◆ PASSAGE SHOWN ◆
________

• Hey, guest user. Hope you're enjoying NeoGAF! Have you considered registering for an account? Come join us and add your take to the daily discourse.

NVIDIA Volta Unveiled (GV100 new GPU Architecture)

ethomaz

Banned
I can't find a thread about that.

Yesterday nVidia announced the first Volta GPU aimed at very high end of the compute market. While gamer GPU based on Volta will probably come in 2018 only it is good to have idia of the Pascal's sucessor.

I did a summary myself but you can read the article linked after that.


  • The first Volta GPUs are focused on business, HPC, and deep learning.
  • The first chip is codenamed GV100 (sucessor of GP100).
  • GV100 has 84SMs with 64 CUDA Cores each one (5376 CUDA Cores total).
  • There are a new processing unit called Tensor Cores, 8 per SM, 672 Tensor Cores total.

________

◆ RECORD EXCERPTS ◆
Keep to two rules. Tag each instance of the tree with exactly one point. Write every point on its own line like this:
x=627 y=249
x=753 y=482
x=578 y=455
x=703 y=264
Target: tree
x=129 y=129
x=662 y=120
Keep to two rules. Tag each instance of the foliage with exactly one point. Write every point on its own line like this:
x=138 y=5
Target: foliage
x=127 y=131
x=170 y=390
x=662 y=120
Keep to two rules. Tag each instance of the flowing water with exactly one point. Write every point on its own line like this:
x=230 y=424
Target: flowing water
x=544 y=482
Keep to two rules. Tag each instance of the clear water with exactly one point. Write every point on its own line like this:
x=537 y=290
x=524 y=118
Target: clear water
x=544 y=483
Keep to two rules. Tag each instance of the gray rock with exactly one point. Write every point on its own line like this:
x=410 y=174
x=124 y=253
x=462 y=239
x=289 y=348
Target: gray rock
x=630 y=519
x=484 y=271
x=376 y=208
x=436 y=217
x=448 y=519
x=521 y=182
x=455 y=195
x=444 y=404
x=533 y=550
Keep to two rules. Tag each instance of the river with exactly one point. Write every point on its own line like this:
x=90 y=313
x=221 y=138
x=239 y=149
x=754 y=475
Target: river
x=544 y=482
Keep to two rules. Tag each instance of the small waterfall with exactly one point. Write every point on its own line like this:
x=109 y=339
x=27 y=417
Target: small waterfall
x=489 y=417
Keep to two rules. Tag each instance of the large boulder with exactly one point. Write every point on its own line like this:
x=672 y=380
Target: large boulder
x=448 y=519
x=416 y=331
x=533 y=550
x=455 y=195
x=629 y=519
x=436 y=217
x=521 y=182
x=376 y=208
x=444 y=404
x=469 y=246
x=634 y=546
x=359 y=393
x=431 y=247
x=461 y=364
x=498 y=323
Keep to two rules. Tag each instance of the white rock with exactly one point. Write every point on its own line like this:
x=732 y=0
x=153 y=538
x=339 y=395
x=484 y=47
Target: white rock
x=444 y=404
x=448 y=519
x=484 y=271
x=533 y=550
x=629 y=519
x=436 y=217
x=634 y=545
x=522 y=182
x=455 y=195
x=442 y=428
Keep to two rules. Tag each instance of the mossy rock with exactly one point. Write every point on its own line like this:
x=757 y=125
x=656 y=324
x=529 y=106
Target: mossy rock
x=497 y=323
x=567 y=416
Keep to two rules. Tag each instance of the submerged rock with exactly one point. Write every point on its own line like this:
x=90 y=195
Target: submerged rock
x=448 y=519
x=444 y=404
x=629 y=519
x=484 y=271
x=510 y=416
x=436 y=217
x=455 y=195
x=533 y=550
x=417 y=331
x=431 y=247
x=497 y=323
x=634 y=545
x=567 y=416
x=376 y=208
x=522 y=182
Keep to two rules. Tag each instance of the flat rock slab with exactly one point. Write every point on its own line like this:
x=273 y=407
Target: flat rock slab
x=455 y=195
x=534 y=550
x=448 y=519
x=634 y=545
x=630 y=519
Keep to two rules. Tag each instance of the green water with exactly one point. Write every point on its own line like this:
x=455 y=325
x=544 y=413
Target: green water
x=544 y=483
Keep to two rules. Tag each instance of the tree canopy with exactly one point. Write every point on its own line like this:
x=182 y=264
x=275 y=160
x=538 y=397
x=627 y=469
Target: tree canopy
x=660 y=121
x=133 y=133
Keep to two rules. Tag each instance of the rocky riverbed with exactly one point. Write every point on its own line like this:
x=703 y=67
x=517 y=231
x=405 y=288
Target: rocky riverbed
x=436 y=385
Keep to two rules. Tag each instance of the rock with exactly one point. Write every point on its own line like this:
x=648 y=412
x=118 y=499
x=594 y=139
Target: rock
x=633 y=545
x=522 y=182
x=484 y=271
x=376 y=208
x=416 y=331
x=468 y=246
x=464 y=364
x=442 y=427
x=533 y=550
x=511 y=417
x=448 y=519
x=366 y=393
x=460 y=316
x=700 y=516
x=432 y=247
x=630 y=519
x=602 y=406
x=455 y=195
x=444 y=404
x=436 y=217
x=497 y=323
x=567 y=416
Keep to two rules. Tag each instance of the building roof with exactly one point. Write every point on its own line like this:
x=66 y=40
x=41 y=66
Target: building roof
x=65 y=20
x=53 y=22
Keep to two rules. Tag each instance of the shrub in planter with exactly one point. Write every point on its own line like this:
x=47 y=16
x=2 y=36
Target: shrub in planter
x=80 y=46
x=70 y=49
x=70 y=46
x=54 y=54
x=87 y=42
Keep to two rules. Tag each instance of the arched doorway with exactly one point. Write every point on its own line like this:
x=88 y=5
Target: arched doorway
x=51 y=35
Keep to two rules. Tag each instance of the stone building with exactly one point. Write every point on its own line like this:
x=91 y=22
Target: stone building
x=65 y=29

________

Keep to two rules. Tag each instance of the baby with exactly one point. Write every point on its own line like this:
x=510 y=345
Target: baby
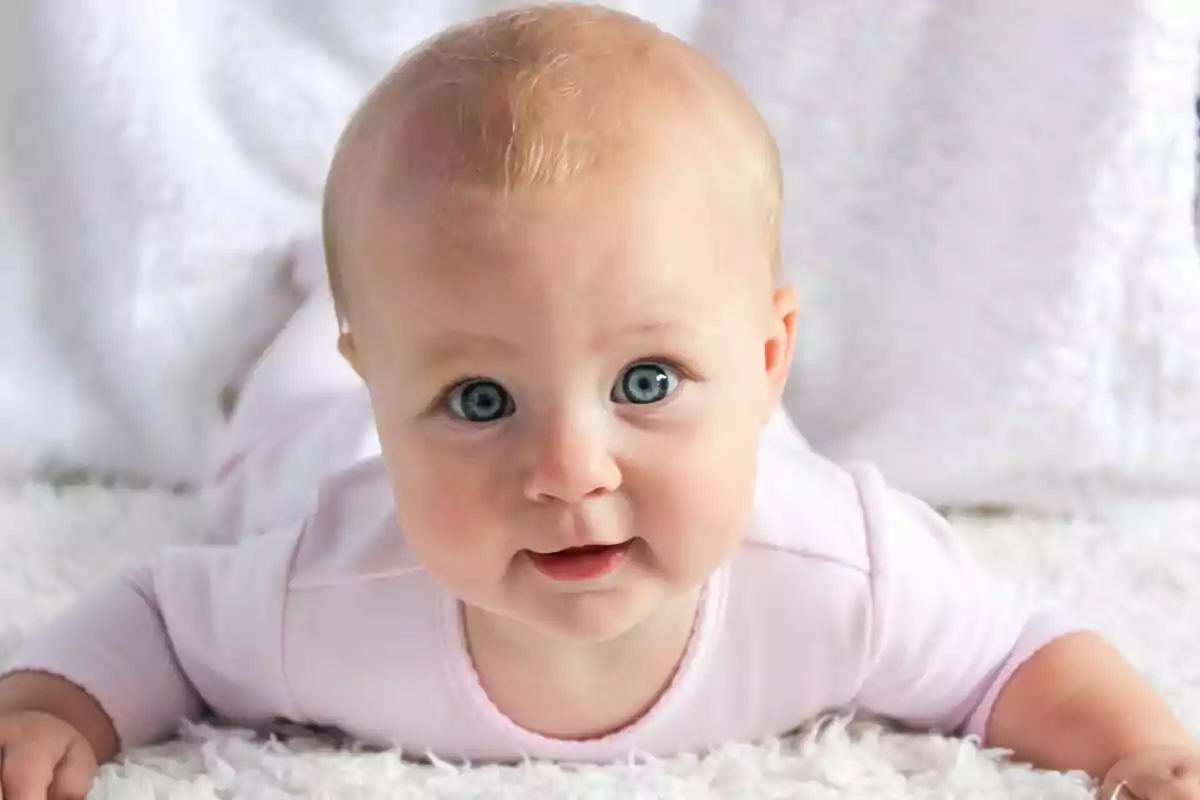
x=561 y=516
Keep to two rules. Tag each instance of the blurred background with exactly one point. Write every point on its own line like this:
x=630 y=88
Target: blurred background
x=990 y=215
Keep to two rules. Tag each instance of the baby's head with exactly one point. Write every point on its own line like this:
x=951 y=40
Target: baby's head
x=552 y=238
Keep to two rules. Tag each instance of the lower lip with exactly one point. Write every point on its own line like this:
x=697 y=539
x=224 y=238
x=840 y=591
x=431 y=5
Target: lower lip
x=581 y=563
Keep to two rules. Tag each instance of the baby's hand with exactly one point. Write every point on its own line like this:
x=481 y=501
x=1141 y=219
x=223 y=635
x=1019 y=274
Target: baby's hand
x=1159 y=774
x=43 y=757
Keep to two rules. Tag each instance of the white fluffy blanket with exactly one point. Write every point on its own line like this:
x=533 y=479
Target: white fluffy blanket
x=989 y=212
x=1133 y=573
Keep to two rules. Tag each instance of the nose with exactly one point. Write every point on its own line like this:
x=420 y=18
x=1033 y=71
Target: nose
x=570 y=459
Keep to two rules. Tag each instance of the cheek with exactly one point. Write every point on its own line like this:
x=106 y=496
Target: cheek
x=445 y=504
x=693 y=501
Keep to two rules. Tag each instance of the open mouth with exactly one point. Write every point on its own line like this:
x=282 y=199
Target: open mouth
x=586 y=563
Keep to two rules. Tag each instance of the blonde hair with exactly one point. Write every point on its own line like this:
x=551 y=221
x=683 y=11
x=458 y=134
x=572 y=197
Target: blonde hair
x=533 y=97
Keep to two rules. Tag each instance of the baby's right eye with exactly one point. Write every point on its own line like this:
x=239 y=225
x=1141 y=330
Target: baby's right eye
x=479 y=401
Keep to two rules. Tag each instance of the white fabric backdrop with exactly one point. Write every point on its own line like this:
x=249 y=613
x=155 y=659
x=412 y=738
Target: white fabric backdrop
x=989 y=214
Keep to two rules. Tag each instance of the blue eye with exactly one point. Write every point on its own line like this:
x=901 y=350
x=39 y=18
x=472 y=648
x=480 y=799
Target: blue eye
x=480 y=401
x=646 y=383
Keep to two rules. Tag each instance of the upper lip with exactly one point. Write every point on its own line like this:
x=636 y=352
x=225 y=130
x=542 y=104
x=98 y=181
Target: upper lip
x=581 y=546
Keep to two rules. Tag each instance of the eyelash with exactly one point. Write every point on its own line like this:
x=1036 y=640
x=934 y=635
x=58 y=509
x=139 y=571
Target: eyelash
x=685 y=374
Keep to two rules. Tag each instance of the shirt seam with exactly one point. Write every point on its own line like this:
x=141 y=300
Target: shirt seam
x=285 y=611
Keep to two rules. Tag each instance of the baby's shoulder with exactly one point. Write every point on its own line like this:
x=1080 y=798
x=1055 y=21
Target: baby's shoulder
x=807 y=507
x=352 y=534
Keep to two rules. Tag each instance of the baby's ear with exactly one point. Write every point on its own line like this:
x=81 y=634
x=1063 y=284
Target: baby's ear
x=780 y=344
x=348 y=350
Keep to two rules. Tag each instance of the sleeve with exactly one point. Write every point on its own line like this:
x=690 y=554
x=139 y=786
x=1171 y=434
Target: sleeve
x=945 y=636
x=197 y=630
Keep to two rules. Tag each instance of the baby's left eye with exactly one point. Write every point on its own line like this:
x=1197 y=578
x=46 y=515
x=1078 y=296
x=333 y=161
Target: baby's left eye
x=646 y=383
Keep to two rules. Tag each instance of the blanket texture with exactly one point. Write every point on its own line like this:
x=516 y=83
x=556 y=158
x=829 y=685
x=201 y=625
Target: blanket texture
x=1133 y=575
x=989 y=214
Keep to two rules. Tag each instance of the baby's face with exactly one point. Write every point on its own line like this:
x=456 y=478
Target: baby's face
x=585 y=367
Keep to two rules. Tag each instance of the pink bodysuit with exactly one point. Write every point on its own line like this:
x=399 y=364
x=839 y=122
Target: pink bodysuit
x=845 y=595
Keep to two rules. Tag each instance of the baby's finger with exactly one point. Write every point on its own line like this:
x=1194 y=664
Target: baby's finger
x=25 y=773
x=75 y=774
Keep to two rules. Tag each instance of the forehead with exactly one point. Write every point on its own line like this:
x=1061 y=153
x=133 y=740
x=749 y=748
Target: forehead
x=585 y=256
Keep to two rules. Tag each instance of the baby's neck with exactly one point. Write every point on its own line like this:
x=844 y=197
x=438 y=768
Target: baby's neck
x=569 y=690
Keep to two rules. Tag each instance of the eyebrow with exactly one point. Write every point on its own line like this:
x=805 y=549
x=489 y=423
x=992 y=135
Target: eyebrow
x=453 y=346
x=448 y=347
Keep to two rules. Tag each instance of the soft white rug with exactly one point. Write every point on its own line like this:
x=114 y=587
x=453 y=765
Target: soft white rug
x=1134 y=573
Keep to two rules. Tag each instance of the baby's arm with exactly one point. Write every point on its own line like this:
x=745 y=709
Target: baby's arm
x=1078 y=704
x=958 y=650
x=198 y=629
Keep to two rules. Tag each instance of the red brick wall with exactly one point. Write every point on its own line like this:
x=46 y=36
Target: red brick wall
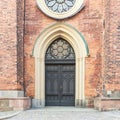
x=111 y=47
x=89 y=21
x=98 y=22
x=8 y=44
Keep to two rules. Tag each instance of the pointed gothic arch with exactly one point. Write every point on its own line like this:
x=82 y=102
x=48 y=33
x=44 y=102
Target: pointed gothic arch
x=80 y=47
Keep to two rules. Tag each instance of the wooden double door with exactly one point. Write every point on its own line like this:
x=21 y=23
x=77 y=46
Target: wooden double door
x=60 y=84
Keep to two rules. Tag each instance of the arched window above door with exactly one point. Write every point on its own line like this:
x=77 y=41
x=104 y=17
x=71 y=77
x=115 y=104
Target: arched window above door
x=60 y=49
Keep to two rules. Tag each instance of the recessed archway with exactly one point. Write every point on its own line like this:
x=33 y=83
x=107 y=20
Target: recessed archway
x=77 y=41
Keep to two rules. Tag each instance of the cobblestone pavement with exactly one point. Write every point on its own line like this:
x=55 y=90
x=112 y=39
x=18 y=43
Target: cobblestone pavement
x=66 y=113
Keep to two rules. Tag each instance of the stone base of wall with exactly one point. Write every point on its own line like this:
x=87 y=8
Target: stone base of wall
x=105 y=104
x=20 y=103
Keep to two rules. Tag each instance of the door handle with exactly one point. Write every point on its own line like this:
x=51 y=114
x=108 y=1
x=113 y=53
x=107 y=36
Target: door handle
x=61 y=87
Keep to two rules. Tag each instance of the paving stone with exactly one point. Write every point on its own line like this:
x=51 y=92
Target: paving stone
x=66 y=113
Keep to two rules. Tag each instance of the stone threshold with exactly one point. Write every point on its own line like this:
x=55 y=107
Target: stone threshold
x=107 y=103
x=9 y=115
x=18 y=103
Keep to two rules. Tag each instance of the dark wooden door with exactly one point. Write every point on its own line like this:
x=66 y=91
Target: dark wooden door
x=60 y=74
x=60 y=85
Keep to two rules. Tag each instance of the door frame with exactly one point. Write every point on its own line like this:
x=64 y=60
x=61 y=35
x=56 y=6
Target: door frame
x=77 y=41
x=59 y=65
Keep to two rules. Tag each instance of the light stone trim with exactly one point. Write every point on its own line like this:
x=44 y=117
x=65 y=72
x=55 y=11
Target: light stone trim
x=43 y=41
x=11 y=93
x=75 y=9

________

◆ EXERCISE AIM ◆
In the Volta thread, condense the paragraph that begins "Yesterday nVidia announced" into a single sentence that keeps its main facts.

◆ ANSWER TO THIS PROBLEM ◆
Nvidia announced its first Volta GPU, aimed at the very high end of the compute market, and although Volta-based gaming GPUs will probably not arrive until 2018, it is useful to get an idea of Pascal's successor now.